**Set tasks:**
**a)** List every country and city named in the Bundesbank article.
**b)** Output the passage of the Bundesbank article between "His comments suggest" and "interest rate cuts.", inclusive.

BERLIN (Reuters) - The president of Germany’s Bundesbank said on Thursday there was no reason for “irrational inflationary fears” and dismissed suggestions of a danger of the euro zone falling into deflation, echoing the European Central Bank’s outlook.
Jens Weidmann also urged France to live up to its function as a role model and show its peers how to restore economic competitiveness, saying it was decisive for the recovery of the whole the euro zone.
A member of the ECB’s governing council who tends to take a more hawkish view than many of his peers, Weidmann backed the ECB’s expansionary policy stance citing subdued price and economic developments in the euro zone.
His comments suggest that opinions on the council seem less divergent than for example last year, when Weidmann argued against aggressive interest rate cuts.
More harmonized views within the council could bode well for policy decisions as the ECB considers further non-standard measures, having almost depleted its conventional tool box.
“I fully agree with my colleague Mario Draghi that there is no reason to cultivate irrational inflationary fears,” Weidmann said in a speech in Berlin, adding that the euro zone was also not about to fall into a deflationary scenario.

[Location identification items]
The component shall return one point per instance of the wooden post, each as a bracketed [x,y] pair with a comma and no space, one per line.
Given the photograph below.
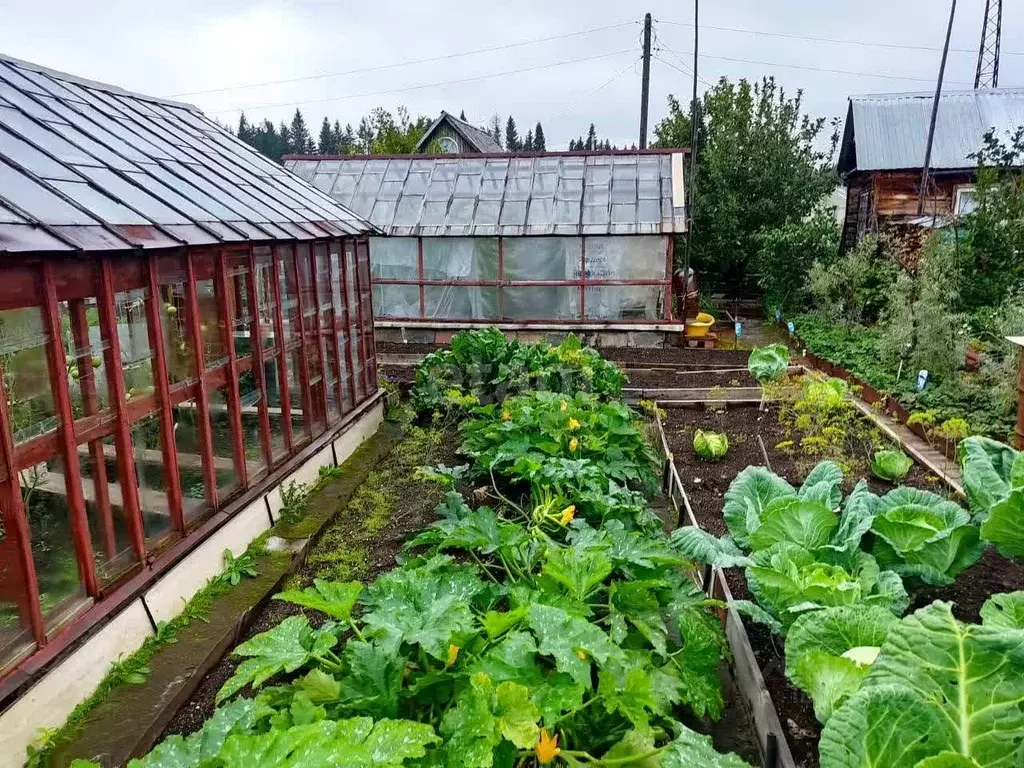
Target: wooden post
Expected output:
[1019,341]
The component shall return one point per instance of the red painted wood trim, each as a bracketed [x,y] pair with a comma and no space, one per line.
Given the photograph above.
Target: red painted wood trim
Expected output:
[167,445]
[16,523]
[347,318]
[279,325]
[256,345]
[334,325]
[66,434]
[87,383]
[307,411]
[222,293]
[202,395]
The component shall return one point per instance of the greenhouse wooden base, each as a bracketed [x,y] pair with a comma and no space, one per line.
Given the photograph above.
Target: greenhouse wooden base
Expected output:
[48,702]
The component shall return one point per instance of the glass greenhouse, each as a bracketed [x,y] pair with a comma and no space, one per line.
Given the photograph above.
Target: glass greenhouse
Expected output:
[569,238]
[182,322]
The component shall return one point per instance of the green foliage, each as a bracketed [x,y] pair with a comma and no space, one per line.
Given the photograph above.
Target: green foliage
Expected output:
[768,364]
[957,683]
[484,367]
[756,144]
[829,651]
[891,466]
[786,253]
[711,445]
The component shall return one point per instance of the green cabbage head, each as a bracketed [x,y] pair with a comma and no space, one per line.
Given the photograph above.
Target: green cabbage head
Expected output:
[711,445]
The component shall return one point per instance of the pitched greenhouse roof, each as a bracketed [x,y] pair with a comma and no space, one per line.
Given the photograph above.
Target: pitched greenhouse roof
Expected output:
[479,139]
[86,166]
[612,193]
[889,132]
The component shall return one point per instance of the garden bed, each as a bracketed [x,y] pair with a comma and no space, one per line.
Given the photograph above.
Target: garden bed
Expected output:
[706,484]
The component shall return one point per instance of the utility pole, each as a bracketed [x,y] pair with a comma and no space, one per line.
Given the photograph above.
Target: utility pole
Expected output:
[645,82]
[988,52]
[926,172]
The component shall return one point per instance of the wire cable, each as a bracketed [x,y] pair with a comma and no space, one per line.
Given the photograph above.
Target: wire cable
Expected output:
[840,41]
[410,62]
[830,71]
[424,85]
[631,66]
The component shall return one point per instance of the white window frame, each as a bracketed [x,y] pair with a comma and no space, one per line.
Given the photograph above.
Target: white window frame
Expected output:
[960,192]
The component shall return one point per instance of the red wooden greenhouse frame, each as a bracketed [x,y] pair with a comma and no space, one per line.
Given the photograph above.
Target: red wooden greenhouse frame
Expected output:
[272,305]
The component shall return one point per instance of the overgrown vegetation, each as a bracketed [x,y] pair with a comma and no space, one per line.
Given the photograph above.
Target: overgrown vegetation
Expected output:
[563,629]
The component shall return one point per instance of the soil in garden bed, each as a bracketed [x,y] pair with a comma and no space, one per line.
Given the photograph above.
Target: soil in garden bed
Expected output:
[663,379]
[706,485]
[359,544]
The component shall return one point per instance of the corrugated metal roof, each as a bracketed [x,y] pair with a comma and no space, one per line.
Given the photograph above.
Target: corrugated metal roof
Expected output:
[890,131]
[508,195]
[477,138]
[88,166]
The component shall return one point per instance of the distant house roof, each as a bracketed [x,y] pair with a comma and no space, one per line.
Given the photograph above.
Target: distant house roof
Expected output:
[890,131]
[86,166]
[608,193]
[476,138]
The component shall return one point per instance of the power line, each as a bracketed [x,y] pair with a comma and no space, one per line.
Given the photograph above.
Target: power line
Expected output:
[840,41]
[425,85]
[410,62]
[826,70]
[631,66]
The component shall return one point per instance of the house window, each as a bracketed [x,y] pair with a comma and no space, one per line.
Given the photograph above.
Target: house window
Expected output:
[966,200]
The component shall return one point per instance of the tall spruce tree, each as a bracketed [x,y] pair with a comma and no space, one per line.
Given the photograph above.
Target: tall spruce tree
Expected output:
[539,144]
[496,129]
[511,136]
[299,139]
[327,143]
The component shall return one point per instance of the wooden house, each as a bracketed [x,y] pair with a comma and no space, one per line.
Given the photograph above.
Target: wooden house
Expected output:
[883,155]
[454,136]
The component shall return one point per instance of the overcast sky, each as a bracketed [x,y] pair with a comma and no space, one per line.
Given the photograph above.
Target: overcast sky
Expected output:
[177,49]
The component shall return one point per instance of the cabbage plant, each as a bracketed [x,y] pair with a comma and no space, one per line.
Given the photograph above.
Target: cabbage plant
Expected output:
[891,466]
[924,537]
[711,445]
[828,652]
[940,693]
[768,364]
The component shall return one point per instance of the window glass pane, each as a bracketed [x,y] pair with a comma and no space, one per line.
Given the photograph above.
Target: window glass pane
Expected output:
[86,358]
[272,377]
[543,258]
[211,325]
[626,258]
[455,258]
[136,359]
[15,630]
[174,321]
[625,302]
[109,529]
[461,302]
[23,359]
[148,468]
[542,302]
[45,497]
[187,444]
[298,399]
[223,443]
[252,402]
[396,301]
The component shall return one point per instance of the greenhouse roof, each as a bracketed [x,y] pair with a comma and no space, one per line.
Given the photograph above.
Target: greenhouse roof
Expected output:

**Task-by-task solutions:**
**a)** Berlin, Germany, France

**b)**
His comments suggest that opinions on the council seem less divergent than for example last year, when Weidmann argued against aggressive interest rate cuts.